(Recorded data)

/---

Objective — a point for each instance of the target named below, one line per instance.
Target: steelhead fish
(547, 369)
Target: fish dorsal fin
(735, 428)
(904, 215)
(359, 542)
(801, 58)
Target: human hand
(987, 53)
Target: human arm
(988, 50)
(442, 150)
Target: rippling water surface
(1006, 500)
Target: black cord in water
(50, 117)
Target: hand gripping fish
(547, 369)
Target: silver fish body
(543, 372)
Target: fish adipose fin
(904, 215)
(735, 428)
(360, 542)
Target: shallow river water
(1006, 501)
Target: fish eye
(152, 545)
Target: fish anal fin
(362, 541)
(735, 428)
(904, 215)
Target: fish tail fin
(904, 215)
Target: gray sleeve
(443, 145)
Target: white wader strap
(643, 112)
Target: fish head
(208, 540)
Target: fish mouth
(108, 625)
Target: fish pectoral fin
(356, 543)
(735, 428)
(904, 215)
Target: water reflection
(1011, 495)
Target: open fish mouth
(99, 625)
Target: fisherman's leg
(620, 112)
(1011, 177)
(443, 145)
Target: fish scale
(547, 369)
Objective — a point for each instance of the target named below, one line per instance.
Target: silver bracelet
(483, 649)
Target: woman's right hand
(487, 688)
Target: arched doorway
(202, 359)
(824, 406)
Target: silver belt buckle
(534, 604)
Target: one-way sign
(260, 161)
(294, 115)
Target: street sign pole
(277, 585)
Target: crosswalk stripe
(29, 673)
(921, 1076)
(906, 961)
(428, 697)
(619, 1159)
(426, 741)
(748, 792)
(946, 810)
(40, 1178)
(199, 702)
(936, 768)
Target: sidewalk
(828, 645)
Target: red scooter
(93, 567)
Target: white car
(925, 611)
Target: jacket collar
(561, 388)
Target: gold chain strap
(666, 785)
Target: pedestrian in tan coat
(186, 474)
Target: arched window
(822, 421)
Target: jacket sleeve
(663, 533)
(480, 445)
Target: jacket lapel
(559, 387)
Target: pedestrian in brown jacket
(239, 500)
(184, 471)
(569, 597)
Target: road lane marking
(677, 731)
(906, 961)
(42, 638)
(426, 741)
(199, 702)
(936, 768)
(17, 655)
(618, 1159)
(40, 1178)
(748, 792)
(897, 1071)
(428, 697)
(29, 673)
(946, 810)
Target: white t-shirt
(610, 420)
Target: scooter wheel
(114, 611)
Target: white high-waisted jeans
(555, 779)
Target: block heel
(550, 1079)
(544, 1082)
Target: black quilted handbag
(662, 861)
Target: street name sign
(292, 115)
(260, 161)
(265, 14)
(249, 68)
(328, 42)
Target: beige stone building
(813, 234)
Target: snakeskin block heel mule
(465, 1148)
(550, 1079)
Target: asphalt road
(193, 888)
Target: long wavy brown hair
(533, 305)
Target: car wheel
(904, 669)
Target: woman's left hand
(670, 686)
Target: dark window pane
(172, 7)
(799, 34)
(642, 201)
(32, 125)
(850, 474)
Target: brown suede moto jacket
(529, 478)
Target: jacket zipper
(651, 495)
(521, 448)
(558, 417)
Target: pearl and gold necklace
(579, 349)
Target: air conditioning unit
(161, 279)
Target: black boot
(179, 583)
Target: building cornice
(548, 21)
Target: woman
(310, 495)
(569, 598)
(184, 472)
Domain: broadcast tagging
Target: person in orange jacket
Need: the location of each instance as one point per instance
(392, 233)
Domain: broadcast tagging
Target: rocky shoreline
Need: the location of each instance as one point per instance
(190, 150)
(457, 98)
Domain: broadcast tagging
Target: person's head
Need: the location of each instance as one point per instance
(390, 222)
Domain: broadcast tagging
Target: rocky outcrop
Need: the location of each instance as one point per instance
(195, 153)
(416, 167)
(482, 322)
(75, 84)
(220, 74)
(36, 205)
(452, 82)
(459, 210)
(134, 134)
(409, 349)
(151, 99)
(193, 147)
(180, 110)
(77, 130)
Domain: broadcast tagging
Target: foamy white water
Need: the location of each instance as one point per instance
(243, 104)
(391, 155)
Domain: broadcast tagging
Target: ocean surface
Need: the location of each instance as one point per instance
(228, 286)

\---

### YOUR OBJECTIVE
Copy the records above line for line, without altering any character.

### WORKED SOLUTION
Objective — a point for each instance of the target named below, one line per instance.
Target: steelhead fish
(547, 369)
Target: fish dorsal fin
(735, 428)
(904, 215)
(359, 542)
(801, 58)
Target: human hand
(987, 53)
Target: human arm
(988, 50)
(442, 150)
Target: rippling water surface
(1006, 500)
Target: black cord in water
(50, 117)
Target: hand gripping fish
(547, 369)
Target: silver fish body
(543, 372)
Target: fish adipose fin
(904, 215)
(735, 428)
(360, 542)
Target: shallow river water
(1006, 501)
Target: fish eye
(152, 545)
Target: fish anal fin
(362, 541)
(735, 428)
(904, 215)
Target: fish tail fin
(904, 215)
Target: gray sleeve
(443, 145)
Target: white wader strap
(643, 112)
Target: fish head
(208, 540)
Target: fish mouth
(108, 625)
Target: fish pectoral fin
(356, 543)
(735, 428)
(904, 215)
Target: water reflection
(1011, 495)
Target: open fish mouth
(99, 625)
Target: fisherman's leg
(620, 112)
(1011, 177)
(443, 145)
Target: fish scale
(547, 369)
Objective — a point for each instance of the target named below, one line per instance.
Target: silver bracelet
(483, 649)
Target: woman's right hand
(487, 688)
Target: arched doorway
(202, 359)
(824, 406)
Target: silver belt buckle
(534, 604)
Target: one-way sign
(260, 161)
(294, 115)
Target: street sign pole
(277, 585)
Target: crosswalk stripe
(29, 673)
(921, 1076)
(906, 961)
(428, 697)
(619, 1159)
(426, 741)
(748, 792)
(946, 810)
(40, 1178)
(199, 702)
(936, 768)
Target: sidewalk
(828, 645)
Target: red scooter
(93, 567)
Target: white car
(925, 611)
Target: jacket collar
(561, 388)
Target: gold chain strap
(666, 785)
Target: pedestrian in tan coat
(186, 474)
Target: arched window
(822, 421)
Target: jacket sleeve
(663, 533)
(480, 445)
Target: jacket lapel
(559, 387)
Target: pedestrian in brown jacket
(239, 500)
(184, 471)
(569, 597)
Target: road lane marking
(677, 731)
(906, 961)
(42, 638)
(426, 741)
(199, 702)
(936, 768)
(17, 655)
(618, 1159)
(40, 1178)
(748, 792)
(897, 1071)
(428, 697)
(29, 673)
(946, 810)
Target: white t-shirt
(610, 420)
Target: scooter wheel
(114, 611)
Target: white high-waisted jeans
(555, 779)
Target: block heel
(550, 1079)
(544, 1082)
Target: black quilted handbag
(662, 861)
Target: street name sign
(292, 115)
(260, 161)
(265, 14)
(249, 68)
(328, 42)
Target: beige stone building
(813, 234)
Target: snakeskin block heel mule
(465, 1148)
(550, 1079)
Target: asphalt road
(193, 888)
Target: long wavy brown hair
(533, 305)
Target: car wheel
(904, 669)
Target: woman's left hand
(670, 686)
Target: dark window pane
(172, 7)
(799, 34)
(642, 201)
(32, 125)
(850, 474)
Target: brown suede moto jacket
(529, 478)
Target: jacket zipper
(651, 495)
(521, 448)
(558, 417)
Target: pearl and gold necklace
(579, 349)
Target: air conditioning unit
(161, 279)
Target: black boot
(179, 583)
Target: building cornice
(548, 21)
Target: woman
(310, 495)
(569, 598)
(184, 472)
Domain: broadcast tagging
Target: person in orange jacket
Need: the location of each instance as one point per instance
(392, 233)
Domain: broadcast tagging
Target: rocky shoreline
Need: the location of each instance as one point per instance
(190, 150)
(457, 98)
Domain: broadcast tagging
Target: person's head
Need: the location of each instance as one point per instance
(390, 222)
Domain: broadcast tagging
Target: rocky outcrop
Need: the location of each instance as one point per instance
(195, 153)
(416, 167)
(482, 322)
(75, 84)
(220, 74)
(36, 205)
(452, 82)
(459, 210)
(134, 134)
(409, 349)
(151, 99)
(193, 147)
(180, 110)
(77, 130)
Domain: broadcast tagging
Target: foamy white water
Need: the location of each instance as one point per instance
(243, 104)
(391, 155)
Domain: broadcast tagging
Target: ocean surface
Need: the location of each instance as one point per instance
(228, 286)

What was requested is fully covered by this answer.